**REQUEST 1**. Repeat the blog post word for word between "While the Mommy" and "on the couch.", inclusive.
**REQUEST 2**. In the blog post, who is assigned "rescue duty" when Ricka announces she has been abandoned?
═════ SELECTED EXCERPT
Wednesday, December 12, 2012

Hide and Seek - in real life.

Early one morning not very long ago (as in yesterday), the Mommy's alarm rudely went off. Depressingly, it does this nearly every single day, but on this particular morning, the Mommy turned it off, and managed to roll over her giant tummy where she propped herself up on her elbows in preparation for the next step of getting up (the getting out of bed part). Anyway, once she was propped up on her elbows, she promptly fell back asleep with her chin in her two hands. (According to the Daddy, she spends quite a lot of time sleeping like this, but that isn't part of the story.) When she woke up again, she was 25 minutes behind schedule and so the day began in a frantic rush.

While the Mommy hurriedly filled breakfast orders, and packed school lunches, she was hollering at her brood of slow-moving, half-awake children to pick up the pace in order to get back on track. First Dolly emerged into the blinding light of the living room and without hesitation took up residence on the couch with the nearest blanket. Then PC joined her (at least out of his pajamas, but not quite in his clothes for the day). Next Ricka announced she had been abandoned and Dolly was assigned 'rescue duty' (which is really just getting Ricka out of her crib). So Ricka and her 'blan-keet' (that must accompany her everywhere) joined the crew on the couch.

This is about when Emma snugly rolled over on the top bunk bed and pulled the blankets up a little higher and Butler staggered out of his room and to the (now getting crowded) couch. Some bickering and squealing ensued, but the mommy had some breakfasts ready by this time and called various ones to come and eat. At this house, there is only time for school children to eat breakfast before it's time to race to school. Still no sign of Emma in spite of the repetitive summons. She is nearly dragged out of bed with much scolding and marched to the dining room table amid constant protesting. "I don't want to go to school! I don't want to eat breakfast. Can I stay home today? I'm cold! Can I got get a sweater? I'm tired. Can I go back to bed?" etc. etc. The protests are ignored. Breakfast was supposed to be over 3 minutes ago which means time had been made up, but they were still 15 minutes behind schedule.
══════════
═════ ENTRIES SHOWN
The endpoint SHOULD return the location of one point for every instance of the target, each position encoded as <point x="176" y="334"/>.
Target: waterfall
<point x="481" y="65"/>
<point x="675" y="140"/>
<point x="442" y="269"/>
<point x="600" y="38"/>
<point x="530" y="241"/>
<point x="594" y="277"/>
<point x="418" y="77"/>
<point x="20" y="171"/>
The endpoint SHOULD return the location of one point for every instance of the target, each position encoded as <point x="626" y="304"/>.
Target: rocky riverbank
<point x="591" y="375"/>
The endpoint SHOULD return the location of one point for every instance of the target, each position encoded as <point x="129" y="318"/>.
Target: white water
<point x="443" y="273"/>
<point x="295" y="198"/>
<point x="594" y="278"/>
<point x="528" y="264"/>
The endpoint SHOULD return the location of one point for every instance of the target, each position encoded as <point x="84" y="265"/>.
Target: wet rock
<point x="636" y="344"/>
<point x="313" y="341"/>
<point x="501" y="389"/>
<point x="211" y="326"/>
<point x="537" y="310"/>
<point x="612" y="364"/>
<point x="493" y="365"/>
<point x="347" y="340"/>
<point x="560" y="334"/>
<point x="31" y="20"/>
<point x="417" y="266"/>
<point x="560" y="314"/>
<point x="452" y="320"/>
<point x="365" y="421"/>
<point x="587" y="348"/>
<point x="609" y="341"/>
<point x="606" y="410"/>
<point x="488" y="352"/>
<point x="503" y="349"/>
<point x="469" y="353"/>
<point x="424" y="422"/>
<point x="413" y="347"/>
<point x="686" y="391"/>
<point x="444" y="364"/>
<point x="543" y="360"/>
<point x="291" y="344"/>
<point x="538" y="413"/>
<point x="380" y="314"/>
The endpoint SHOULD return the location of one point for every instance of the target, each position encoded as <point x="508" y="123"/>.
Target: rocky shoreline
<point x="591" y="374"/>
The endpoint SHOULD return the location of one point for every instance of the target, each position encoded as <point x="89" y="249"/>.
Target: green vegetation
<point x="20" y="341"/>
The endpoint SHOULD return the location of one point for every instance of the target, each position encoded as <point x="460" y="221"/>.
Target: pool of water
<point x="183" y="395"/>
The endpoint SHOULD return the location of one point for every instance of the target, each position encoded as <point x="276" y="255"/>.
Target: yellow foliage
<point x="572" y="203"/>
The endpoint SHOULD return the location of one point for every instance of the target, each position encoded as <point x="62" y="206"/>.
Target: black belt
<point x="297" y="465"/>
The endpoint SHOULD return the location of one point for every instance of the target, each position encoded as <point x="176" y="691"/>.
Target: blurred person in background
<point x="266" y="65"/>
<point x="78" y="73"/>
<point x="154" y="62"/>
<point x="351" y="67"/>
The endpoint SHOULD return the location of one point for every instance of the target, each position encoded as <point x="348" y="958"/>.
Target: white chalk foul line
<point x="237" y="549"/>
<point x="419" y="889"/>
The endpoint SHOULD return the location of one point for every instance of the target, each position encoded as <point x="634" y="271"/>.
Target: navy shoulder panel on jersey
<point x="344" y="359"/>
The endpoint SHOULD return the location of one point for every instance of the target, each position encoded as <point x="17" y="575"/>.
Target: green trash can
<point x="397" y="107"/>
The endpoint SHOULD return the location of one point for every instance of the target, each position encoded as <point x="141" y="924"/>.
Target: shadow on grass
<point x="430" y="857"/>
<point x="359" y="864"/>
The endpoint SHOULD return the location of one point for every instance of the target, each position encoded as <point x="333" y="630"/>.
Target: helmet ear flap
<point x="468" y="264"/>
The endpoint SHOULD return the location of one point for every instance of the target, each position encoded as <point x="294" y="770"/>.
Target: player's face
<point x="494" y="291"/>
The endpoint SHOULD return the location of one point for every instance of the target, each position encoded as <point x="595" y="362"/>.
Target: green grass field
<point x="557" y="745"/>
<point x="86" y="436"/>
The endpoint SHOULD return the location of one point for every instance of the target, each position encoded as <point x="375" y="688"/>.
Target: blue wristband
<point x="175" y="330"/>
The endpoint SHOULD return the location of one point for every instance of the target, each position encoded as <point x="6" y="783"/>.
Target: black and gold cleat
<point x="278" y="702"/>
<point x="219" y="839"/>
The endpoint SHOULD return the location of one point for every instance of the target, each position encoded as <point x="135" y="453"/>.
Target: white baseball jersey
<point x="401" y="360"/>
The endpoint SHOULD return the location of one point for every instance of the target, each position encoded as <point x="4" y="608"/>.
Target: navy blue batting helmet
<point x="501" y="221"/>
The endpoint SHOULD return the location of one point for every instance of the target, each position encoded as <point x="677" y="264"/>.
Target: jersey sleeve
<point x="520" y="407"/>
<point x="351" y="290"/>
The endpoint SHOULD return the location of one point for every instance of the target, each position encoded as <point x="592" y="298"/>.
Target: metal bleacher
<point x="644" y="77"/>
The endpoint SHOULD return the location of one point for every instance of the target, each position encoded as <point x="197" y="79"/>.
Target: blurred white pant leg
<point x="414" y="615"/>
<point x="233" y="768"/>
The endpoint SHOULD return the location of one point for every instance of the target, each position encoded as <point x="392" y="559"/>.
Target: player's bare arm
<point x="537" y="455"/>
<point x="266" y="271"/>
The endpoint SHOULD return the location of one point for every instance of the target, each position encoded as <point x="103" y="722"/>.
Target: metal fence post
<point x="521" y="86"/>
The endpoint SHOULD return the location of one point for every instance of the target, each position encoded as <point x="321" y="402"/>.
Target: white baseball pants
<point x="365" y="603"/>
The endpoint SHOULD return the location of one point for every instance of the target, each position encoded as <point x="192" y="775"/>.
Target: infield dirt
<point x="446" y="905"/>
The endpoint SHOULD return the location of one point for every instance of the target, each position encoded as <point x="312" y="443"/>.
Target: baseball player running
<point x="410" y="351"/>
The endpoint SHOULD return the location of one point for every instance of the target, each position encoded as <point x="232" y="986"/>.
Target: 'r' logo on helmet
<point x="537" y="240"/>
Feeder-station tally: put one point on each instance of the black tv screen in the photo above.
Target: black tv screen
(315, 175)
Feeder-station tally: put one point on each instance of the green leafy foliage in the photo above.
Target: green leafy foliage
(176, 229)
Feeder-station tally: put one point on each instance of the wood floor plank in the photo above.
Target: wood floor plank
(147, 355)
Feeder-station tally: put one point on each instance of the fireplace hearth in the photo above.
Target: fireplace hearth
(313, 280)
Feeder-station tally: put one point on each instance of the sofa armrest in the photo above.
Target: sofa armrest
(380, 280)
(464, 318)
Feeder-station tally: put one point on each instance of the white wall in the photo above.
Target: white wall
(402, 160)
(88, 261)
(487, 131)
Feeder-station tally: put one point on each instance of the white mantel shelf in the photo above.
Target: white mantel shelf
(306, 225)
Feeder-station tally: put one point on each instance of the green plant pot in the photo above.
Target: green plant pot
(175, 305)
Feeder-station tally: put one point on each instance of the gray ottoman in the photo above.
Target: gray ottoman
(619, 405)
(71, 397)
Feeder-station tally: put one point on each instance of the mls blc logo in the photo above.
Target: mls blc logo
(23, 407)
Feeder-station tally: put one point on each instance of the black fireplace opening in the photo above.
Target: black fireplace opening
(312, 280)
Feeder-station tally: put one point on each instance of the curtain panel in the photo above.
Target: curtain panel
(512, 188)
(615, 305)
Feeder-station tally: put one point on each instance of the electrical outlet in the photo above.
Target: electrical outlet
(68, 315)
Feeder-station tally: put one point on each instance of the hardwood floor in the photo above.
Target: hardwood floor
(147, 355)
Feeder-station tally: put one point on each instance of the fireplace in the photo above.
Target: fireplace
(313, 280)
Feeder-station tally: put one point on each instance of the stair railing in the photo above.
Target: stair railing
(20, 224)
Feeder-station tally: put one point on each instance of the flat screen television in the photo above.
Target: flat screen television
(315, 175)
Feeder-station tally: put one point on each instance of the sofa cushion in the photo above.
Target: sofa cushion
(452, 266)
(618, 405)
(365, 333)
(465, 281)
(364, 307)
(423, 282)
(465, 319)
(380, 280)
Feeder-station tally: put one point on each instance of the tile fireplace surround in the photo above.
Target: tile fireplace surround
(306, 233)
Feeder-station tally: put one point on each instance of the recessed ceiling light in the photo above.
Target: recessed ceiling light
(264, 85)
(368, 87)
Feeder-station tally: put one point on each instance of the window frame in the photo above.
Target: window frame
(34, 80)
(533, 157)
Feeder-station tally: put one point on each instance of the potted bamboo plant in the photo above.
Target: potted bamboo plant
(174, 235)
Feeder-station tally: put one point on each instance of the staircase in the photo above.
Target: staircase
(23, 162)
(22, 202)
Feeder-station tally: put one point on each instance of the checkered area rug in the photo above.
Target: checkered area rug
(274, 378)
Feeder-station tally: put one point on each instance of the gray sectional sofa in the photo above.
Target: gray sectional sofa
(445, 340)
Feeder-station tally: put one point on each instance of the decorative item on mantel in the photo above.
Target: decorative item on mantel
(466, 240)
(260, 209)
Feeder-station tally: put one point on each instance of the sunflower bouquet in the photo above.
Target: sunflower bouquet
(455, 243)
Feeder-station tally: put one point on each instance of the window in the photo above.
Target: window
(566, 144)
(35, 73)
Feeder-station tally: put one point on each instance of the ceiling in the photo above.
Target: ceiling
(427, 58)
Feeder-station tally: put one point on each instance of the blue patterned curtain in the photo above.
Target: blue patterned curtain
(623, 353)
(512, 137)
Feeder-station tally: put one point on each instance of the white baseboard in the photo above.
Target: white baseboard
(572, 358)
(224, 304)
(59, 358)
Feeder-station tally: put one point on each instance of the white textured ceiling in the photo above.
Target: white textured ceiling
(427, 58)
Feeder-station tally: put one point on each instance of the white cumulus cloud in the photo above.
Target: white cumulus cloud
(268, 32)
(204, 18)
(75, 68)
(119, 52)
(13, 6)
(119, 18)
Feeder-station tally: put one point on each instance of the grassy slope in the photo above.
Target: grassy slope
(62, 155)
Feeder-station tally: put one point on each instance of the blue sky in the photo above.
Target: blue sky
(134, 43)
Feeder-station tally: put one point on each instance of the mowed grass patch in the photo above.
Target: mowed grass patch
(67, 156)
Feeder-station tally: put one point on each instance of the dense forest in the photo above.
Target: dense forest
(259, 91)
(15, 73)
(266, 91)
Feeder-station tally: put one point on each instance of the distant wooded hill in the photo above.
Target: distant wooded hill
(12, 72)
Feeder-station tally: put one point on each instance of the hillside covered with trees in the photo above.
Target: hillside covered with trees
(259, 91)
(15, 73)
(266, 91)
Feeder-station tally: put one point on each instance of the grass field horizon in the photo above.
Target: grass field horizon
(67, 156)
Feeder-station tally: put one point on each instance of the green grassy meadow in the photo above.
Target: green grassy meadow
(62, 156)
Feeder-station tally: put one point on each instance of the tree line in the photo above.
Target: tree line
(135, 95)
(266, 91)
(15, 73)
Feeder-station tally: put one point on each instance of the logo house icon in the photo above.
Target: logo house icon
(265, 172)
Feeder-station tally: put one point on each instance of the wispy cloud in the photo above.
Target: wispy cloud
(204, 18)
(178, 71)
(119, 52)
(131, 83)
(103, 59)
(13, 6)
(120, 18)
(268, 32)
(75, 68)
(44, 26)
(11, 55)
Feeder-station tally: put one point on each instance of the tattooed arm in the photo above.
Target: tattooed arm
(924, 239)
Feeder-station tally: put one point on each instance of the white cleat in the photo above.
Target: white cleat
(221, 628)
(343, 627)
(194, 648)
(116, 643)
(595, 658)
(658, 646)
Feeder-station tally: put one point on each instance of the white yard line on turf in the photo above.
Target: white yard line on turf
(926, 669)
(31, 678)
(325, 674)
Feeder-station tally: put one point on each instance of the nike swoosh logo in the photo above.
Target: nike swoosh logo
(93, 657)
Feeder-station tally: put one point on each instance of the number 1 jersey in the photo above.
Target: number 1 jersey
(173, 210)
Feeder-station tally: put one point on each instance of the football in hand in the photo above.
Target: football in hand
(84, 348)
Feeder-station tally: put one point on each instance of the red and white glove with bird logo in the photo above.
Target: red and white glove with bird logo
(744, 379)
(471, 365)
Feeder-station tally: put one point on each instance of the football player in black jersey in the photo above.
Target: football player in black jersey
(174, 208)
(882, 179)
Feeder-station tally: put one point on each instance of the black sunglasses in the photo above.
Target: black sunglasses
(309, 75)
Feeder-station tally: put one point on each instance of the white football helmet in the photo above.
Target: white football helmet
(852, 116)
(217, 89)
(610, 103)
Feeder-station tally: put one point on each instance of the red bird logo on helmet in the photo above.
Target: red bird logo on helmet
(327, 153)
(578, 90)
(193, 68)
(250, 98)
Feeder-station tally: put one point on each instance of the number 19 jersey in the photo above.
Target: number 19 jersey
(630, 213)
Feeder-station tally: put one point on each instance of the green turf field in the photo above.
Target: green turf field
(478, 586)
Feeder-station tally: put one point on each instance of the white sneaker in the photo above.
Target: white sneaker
══════════
**EXERCISE OUTPUT 1**.
While the Mommy hurriedly filled breakfast orders, and packed school lunches, she was hollering at her brood of slow-moving, half-awake children to pick up the pace in order to get back on track. First Dolly emerged into the blinding light of the living room and without hesitation took up residence on the couch with the nearest blanket. Then PC joined her (at least out of his pajamas, but not quite in his clothes for the day). Next Ricka announced she had been abandoned and Dolly was assigned 'rescue duty' (which is really just getting Ricka out of her crib). So Ricka and her 'blan-keet' (that must accompany her everywhere) joined the crew on the couch.

**EXERCISE OUTPUT 2**. Dolly